Stored items from a collection:
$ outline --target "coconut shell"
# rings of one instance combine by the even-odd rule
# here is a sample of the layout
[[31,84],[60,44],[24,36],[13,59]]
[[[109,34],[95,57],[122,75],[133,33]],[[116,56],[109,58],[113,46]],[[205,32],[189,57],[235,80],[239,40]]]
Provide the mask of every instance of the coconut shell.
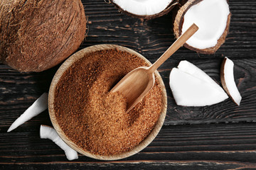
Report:
[[41,72],[73,54],[85,38],[80,0],[0,1],[0,60],[20,72]]
[[165,9],[164,9],[159,13],[156,13],[154,15],[149,15],[149,16],[146,16],[146,15],[139,16],[139,15],[136,15],[136,14],[129,13],[129,12],[122,9],[120,6],[119,6],[117,4],[115,4],[113,1],[113,0],[109,0],[109,1],[110,3],[113,4],[115,6],[115,7],[122,13],[124,13],[132,17],[142,18],[142,19],[146,19],[146,20],[151,20],[151,19],[156,18],[158,18],[158,17],[160,17],[160,16],[167,14],[174,8],[174,6],[178,4],[178,1],[179,1],[179,0],[174,0],[172,2],[170,3],[170,4],[169,6],[166,6],[166,8]]
[[[186,11],[191,6],[196,5],[201,1],[203,1],[203,0],[188,0],[186,1],[186,3],[183,3],[183,4],[182,4],[182,6],[180,8],[180,9],[178,11],[178,12],[176,13],[176,16],[175,20],[174,20],[174,35],[175,35],[176,38],[178,38],[182,33],[182,31],[181,31],[182,26],[184,22],[184,16],[185,16]],[[228,3],[228,1],[227,1],[227,2]],[[206,55],[214,54],[220,47],[220,46],[225,42],[225,38],[226,38],[228,31],[229,31],[230,18],[231,18],[231,13],[230,13],[230,14],[228,16],[228,21],[227,21],[227,24],[226,24],[225,30],[224,30],[223,35],[220,36],[220,38],[218,40],[217,44],[214,47],[209,47],[209,48],[205,48],[205,49],[198,49],[198,48],[191,47],[186,43],[185,43],[183,45],[183,46],[191,50],[196,51],[197,52],[199,52],[199,53],[206,54]]]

**Set problem**. How many lines in the records above contain the string "coconut" with its case matched? Reply with the number alone.

**Solved exercise**. 2